[EXERCISES]
1. Answer each question about the zinc battery article, marking your answers (a), (b) and (c):
(a) What replaces the powdered zinc anode traditionally used in nickel-zinc batteries?
(b) In which journal does the research appear?
(c) How many times were cells cycled in short duty cycles with intermittent power bursts?
2. Can you sum up the zinc battery article in two sentences?
3. Reproduce the part of the zinc battery article that begins at the words "The NRL team" and stops after the words "some hybrid vehicles.".

** Opening DOCUMENT SEGMENT block **

Joseph Parker, Jeffrey Long, and Debra Rolison from the US Naval Research Laboratory's (NRL) Advanced Electrochemical Materials group are leading the effort to create an entire family of safer, water-based, zinc batteries.
They are said to have demonstrated a breakthrough for nickel-zinc (Ni-Zn) batteries in which a 3D zinc "sponge" replaces the powdered zinc anode traditionally used.
With 3D zinc, the battery provides an energy content and rechargeability that are claimed to rival lithium-ion batteries while avoiding safety issues associated with lithium.
Their research appears in Science. Additional contributors include former NRL staff scientist, Christopher Chervin, National Research Council postdoctoral associate, Irina Pala, as well as industry partners Meinrad Machler and CEO of EnZinc, Inc., Michael Burz.
"Our team at the NRL pioneered the architectural approach to the redesign of electrodes for next-generation energy storage," said Dr. Rolison, senior scientist and principal investigator on the project. "The 3D sponge form factor allows us to reimagine zinc, a well-known battery material, for the 21st century."
Zinc-based batteries are the go-to global battery for single-use applications, but are not considered rechargeable in practice due to their tendency to grow dendrites inside the battery, which can cause short circuits.
"The key to realising rechargeable zinc-based batteries lies in controlling the behaviour of the zinc during cycling," said Parker, lead author on the paper. "Electric currents are more uniformly distributed within the sponge, making it physically difficult to form dendrites."
The NRL team demonstrated Ni-3-D Zn performance in three ways: extending lifetime in single-use cells; cycling cells more than 100 times at an energy content competitive with lithium-ion batteries; and cycling cells more than 50,000 times in short duty cycles with intermittent power bursts, similar to how batteries are used in some hybrid vehicles.

** Closing DOCUMENT SEGMENT block **
** Opening RECORDED INFORMATION block **

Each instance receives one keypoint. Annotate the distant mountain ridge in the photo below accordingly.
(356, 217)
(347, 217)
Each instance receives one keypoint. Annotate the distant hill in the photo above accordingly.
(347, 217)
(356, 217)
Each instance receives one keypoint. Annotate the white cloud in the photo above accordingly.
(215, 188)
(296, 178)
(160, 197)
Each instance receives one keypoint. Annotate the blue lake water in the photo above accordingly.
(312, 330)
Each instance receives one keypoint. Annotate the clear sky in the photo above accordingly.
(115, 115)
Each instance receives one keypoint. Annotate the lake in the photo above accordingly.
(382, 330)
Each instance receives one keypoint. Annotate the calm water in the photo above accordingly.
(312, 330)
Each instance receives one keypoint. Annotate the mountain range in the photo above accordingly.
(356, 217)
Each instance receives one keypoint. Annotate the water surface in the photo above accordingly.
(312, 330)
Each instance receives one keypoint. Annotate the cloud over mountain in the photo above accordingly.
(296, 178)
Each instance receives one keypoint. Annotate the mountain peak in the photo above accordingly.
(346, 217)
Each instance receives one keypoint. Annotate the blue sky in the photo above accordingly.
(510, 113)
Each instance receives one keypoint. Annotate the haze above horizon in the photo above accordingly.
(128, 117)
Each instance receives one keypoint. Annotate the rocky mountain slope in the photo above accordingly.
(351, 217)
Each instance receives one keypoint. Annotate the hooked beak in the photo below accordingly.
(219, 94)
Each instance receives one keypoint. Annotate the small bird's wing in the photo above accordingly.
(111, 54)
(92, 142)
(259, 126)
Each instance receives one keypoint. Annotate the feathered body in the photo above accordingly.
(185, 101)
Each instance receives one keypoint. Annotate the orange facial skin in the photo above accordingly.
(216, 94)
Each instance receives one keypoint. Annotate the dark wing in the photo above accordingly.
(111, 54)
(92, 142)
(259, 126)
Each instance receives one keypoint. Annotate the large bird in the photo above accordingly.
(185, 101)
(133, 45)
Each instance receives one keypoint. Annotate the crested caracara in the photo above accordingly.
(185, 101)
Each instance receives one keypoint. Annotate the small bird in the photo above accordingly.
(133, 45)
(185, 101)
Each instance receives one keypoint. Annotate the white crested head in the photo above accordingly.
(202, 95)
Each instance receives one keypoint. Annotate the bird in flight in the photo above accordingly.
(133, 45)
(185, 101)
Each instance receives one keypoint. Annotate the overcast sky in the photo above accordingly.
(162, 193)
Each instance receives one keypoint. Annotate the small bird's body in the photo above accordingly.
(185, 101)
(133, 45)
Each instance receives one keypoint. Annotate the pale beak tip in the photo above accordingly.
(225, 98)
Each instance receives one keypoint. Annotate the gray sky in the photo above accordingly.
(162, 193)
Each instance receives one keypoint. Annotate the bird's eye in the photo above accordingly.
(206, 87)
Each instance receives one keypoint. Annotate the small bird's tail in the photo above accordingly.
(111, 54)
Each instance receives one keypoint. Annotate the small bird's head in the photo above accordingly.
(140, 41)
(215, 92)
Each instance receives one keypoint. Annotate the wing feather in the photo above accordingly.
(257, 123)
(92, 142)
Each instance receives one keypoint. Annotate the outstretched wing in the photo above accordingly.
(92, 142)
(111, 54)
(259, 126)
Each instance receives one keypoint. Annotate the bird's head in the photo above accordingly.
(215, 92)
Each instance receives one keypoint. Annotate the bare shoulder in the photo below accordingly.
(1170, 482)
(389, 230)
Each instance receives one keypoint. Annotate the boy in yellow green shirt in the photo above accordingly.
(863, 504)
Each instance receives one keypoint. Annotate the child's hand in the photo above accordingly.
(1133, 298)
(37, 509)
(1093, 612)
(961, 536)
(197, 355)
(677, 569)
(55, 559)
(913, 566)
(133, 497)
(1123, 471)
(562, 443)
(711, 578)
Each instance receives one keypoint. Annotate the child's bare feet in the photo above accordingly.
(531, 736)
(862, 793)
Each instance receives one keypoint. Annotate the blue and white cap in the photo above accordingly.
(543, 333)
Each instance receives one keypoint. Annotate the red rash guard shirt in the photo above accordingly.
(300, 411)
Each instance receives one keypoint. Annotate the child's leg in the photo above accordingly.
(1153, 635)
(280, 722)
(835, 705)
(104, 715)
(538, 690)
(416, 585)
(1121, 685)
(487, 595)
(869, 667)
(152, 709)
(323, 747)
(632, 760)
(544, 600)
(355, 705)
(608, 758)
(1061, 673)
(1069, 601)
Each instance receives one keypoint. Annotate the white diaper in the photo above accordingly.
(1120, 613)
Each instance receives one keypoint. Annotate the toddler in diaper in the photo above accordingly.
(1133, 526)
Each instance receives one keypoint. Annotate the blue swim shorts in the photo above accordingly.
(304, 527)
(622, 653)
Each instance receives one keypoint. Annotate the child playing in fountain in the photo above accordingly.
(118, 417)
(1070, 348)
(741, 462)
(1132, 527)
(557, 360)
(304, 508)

** Closing RECORDED INFORMATION block **

[PROBLEM SOLUTIONS]
1.
(a) A 3D zinc "sponge."
(b) Science.
(c) More than 50,000 times.

2. Researchers at the US Naval Research Laboratory replaced the powdered zinc anode of nickel-zinc batteries with a 3D zinc sponge, which is claimed to give energy content and rechargeability rivaling lithium-ion batteries without lithium's safety issues. The sponge distributes electric currents more uniformly, making it physically difficult to form the dendrites that can cause short circuits, and the team demonstrated the batteries' performance in single-use cells, over more than 100 cycles, and over more than 50,000 short duty cycles.

3.
The NRL team demonstrated Ni-3-D Zn performance in three ways: extending lifetime in single-use cells; cycling cells more than 100 times at an energy content competitive with lithium-ion batteries; and cycling cells more than 50,000 times in short duty cycles with intermittent power bursts, similar to how batteries are used in some hybrid vehicles.